** Start SOURCE DOCUMENT **

The Hour of Peril: The Secret Plot to Murder Lincoln Before the Civil War (49 page)

Soon, shots rang out. The exact sequence of events remains a matter of dispute, but within minutes the troops were taking fire—some of it from street level, some from the upper stories of surrounding buildings—and at least one soldier fell dead. The order to return fire was promptly given, though some of the soldiers could barely raise their weapons under the press of the crowd. “It was impossible for the troops to discriminate between the rioters and the by-standers,” wrote Mayor Brown. “The soldiers fired at will.”

According to several accounts, Mayor Brown and Marshal Kane made a valiant effort to contain the violence. Brown boldly waded through the mob to extend his hand to a Massachusetts officer, “exerting all his influence to preserve peace.” Kane also faced off with the rioters, placing himself in harm’s way, just as he had years earlier in Annapolis. “Keep back, men,” he shouted at the rioters, “or I shoot!” The maneuver “was gallantly executed,” reported Brown. “The mob recoiled like water from a rock.” In the end, however, these efforts proved futile. When the smoke cleared, as many as twenty-one people lay dead—both soldiers and civilians—with dozens of others badly injured. The death toll would likely have climbed higher if the troops had carried out a proposed counterattack from the Camden Street Station, but cooler heads prevailed. Instead, the soldiers departed as planned for Washington, where Lincoln himself was on hand to meet them. “Thank God you have come,” the president declared.

** End SOURCE DOCUMENT **
** Start EXTRACTED DATA **

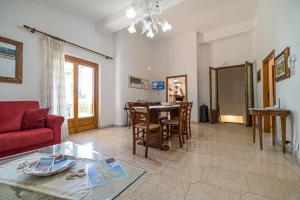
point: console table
(273, 112)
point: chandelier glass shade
(148, 14)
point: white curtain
(54, 79)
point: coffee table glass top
(107, 191)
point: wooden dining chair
(189, 114)
(142, 129)
(177, 125)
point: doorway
(233, 85)
(269, 96)
(81, 94)
(176, 88)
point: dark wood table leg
(283, 132)
(274, 131)
(253, 127)
(259, 115)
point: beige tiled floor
(220, 162)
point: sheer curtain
(54, 79)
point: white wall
(132, 57)
(177, 56)
(277, 26)
(14, 13)
(233, 50)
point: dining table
(156, 110)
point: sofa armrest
(55, 122)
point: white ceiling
(91, 10)
(184, 15)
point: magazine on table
(103, 172)
(51, 164)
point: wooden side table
(260, 113)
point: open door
(213, 93)
(269, 96)
(249, 93)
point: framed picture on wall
(138, 83)
(258, 75)
(11, 60)
(282, 70)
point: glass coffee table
(14, 184)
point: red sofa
(13, 140)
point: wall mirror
(11, 60)
(176, 90)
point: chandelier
(148, 14)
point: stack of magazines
(104, 172)
(51, 164)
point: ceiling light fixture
(147, 13)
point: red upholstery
(21, 139)
(11, 114)
(34, 118)
(13, 140)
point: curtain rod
(33, 30)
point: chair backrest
(190, 106)
(183, 113)
(139, 113)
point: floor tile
(201, 191)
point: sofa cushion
(34, 118)
(23, 139)
(11, 114)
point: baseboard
(106, 126)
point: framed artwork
(258, 75)
(139, 83)
(11, 60)
(282, 70)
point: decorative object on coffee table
(282, 70)
(11, 60)
(29, 169)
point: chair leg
(134, 141)
(180, 136)
(187, 132)
(190, 130)
(147, 144)
(161, 133)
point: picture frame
(138, 83)
(258, 75)
(282, 70)
(11, 61)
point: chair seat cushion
(170, 122)
(151, 126)
(22, 139)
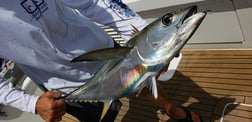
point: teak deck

** End EXTRACTED DATA **

SET OF TASKS →
[1] In the riot passage, what did the president say when the soldiers reached Washington?
[2] Please carry on the riot passage, picking up after its last sentence.

RESPONSES TO THE TASKS →
[1] "Thank God you have come."

[2]
“But peace even for the day had not come,” Mayor Brown lamented. “It was manifest that no more troops, while the excitement lasted, could pass through without a bloody conflict. All citizens, no matter what were their political opinions, appeared to agree in this—the strongest friends of the Union as well as its foes.” Accordingly, a telegram was sent to Lincoln at the White House, signed by both Brown and Governor Thomas Hicks. “A collision between the citizens and the northern troops has taken place in Baltimore,” it read, “and the excitement is fearful. Send no more troops here. We will endeavor to prevent all bloodshed. A public meeting of citizens has been called, and the troops of the State and the city have been called out to preserve the peace. They will be enough.”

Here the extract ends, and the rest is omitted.